Material>
= = = = =
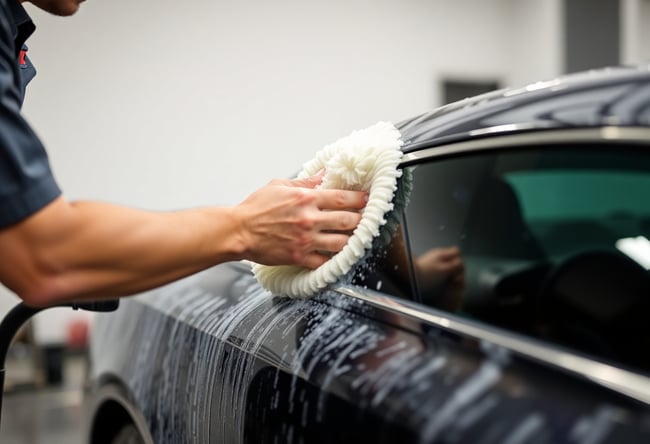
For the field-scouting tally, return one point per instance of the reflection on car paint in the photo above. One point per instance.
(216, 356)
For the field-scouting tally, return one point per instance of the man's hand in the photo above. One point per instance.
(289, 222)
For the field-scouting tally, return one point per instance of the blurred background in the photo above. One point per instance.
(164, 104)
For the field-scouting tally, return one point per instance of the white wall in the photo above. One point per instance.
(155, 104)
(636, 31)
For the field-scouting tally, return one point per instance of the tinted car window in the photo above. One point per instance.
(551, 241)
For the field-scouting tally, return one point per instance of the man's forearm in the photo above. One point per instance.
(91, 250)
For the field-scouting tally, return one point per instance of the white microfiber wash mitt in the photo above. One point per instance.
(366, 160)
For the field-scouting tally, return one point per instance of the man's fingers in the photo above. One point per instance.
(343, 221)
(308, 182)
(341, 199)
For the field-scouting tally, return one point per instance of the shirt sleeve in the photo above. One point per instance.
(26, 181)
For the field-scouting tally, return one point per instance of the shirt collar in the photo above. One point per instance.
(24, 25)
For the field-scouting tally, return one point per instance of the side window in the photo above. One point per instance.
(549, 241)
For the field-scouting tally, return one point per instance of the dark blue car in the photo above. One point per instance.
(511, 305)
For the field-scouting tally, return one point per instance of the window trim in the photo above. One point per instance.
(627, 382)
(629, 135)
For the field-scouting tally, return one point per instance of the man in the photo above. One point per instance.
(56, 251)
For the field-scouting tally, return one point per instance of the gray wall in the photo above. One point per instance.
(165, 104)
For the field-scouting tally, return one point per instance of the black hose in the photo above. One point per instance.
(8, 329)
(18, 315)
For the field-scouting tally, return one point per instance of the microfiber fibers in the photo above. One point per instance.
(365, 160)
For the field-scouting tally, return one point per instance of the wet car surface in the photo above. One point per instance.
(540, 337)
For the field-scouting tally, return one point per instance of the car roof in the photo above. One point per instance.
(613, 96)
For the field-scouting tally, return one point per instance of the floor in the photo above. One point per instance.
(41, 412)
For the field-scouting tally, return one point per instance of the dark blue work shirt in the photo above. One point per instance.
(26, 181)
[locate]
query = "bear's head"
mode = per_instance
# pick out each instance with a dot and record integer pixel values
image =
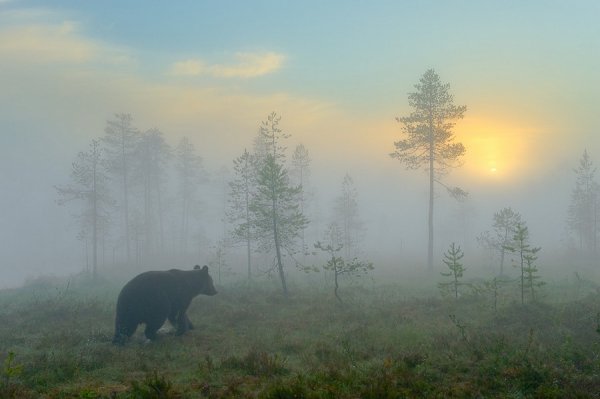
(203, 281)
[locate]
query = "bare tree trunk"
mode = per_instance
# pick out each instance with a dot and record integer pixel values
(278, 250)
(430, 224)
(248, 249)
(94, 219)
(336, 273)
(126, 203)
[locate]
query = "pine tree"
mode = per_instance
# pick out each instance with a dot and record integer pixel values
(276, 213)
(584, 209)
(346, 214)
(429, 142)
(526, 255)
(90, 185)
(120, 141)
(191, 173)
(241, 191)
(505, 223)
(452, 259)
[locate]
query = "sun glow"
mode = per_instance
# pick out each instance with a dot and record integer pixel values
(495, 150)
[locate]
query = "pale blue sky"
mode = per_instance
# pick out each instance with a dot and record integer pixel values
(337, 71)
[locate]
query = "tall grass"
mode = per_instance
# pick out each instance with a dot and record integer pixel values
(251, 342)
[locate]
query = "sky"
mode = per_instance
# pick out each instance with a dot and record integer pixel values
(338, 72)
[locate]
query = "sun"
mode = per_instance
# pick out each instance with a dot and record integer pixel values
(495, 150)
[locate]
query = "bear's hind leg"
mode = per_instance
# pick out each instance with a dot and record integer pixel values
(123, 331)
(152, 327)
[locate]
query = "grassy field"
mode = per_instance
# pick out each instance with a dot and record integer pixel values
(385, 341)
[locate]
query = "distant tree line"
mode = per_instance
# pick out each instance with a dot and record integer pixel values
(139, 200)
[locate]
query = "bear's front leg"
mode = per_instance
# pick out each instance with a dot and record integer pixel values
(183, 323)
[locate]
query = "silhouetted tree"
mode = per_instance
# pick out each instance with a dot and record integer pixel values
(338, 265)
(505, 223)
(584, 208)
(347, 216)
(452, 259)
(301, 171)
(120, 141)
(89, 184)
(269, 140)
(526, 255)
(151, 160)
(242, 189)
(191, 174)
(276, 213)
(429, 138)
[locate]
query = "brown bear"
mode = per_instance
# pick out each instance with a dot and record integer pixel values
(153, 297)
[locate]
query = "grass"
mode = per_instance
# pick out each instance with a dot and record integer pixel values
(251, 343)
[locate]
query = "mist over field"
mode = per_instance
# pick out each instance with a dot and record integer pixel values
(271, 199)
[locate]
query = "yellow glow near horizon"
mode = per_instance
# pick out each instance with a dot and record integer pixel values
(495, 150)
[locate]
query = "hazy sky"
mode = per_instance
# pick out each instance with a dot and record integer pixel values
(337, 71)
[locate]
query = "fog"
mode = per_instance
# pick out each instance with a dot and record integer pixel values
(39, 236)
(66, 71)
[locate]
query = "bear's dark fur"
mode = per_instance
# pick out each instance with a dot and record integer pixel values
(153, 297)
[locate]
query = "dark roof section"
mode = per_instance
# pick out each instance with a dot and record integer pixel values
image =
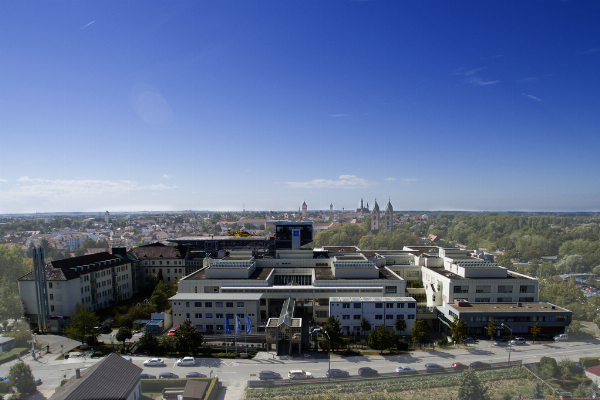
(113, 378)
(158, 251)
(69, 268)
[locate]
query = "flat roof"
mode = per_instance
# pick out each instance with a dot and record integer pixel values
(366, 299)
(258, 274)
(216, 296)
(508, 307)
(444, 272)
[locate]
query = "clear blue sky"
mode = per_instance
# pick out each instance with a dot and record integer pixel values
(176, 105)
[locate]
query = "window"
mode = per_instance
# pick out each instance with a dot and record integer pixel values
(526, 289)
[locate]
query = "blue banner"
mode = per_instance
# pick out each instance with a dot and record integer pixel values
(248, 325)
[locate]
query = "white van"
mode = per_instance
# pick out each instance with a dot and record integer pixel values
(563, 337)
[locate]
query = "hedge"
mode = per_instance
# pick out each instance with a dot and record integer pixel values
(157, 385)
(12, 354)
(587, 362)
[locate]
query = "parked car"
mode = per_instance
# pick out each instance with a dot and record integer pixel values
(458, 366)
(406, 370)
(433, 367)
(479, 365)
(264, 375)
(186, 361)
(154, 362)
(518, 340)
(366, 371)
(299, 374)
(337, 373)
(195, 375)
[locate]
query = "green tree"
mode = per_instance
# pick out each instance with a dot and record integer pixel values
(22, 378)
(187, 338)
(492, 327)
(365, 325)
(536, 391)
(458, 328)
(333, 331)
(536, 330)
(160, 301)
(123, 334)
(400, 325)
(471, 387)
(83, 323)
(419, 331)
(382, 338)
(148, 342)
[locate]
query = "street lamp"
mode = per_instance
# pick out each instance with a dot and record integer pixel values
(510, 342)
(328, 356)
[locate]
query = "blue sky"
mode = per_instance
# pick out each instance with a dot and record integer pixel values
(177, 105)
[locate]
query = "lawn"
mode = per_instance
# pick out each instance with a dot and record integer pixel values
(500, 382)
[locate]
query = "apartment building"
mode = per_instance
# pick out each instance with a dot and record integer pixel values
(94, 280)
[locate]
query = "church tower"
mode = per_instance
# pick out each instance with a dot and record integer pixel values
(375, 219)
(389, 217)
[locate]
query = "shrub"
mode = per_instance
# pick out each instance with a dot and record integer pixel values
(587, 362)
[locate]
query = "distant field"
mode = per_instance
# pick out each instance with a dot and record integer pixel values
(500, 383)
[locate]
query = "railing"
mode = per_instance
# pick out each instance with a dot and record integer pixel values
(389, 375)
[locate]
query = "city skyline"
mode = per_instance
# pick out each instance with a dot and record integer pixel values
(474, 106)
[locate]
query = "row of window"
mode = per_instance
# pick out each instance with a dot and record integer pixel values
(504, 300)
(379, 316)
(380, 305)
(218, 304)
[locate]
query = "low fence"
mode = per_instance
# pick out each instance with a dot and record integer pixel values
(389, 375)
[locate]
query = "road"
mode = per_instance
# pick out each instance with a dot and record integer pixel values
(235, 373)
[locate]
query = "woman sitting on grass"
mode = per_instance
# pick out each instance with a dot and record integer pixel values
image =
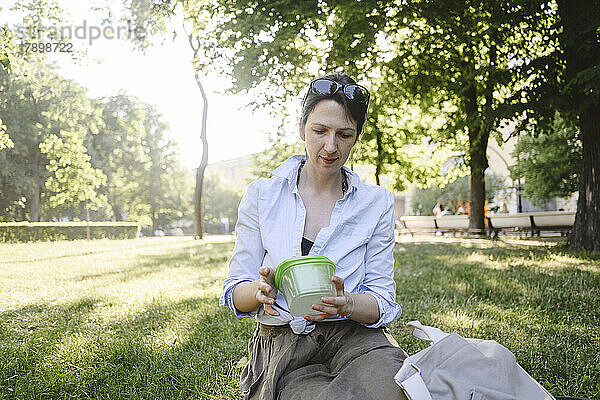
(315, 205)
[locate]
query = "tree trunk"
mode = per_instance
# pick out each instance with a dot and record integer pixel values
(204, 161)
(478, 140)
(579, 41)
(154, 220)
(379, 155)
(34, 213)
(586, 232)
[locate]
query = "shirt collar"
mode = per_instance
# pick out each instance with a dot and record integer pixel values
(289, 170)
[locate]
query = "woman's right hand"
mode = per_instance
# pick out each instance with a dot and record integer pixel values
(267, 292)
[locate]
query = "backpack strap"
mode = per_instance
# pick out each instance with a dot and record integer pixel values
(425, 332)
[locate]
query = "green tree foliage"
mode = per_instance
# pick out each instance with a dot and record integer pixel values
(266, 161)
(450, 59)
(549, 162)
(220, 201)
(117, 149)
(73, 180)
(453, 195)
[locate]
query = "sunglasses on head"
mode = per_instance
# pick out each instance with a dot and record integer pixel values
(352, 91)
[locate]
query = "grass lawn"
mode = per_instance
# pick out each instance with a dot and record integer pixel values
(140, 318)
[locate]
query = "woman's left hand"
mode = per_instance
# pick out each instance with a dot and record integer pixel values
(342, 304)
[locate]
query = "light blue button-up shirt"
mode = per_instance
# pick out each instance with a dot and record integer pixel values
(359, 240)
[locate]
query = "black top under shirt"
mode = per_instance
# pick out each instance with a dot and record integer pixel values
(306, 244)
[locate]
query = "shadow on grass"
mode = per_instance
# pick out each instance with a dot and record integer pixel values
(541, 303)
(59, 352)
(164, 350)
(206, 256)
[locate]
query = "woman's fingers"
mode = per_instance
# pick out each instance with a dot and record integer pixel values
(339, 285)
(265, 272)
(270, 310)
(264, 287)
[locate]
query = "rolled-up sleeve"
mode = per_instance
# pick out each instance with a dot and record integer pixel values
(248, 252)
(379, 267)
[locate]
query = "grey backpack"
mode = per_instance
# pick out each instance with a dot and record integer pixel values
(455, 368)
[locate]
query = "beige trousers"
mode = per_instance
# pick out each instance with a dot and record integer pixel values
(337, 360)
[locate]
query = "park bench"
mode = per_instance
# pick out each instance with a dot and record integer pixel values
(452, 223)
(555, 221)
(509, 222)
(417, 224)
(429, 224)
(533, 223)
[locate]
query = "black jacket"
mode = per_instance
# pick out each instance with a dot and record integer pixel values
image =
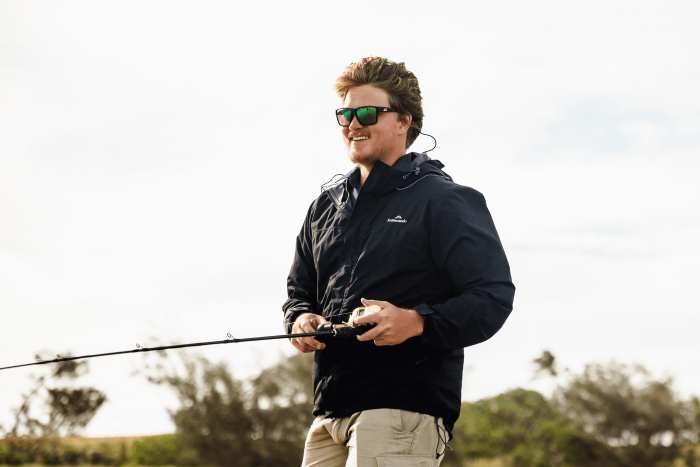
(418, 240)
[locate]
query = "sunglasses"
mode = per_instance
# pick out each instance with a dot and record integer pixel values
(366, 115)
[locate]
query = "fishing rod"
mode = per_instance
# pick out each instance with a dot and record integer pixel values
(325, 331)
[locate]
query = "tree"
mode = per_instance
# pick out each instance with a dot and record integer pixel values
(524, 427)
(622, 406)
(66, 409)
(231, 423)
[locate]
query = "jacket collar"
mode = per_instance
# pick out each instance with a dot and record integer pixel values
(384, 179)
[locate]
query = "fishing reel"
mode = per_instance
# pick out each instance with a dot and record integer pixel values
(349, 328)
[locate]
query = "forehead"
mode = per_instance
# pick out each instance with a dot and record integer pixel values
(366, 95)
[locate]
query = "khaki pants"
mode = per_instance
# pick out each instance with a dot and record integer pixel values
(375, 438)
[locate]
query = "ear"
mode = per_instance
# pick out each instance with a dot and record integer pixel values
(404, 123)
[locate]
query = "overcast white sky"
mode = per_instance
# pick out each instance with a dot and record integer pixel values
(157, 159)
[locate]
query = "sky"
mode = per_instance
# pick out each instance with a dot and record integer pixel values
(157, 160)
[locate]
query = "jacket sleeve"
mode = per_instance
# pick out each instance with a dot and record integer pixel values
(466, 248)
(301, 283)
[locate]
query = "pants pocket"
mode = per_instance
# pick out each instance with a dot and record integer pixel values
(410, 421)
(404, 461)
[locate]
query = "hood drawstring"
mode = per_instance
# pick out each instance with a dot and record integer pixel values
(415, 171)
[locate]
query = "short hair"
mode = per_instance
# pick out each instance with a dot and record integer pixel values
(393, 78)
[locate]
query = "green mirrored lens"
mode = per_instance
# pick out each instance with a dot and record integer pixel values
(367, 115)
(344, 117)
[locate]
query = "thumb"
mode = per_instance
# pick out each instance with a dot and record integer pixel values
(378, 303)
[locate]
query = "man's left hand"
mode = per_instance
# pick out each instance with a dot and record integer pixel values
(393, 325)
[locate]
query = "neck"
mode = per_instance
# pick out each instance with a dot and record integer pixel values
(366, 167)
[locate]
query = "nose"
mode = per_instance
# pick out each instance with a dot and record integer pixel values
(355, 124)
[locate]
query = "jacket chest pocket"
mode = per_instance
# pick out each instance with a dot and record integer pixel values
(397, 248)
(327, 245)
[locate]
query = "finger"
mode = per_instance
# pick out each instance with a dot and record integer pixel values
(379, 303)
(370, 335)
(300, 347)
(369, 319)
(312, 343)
= = = = =
What you need to do>
Extract every line in the listing that contains the word "trunk", copying each one in full.

Expected output>
query = "bare tree trunk"
query = "tree trunk"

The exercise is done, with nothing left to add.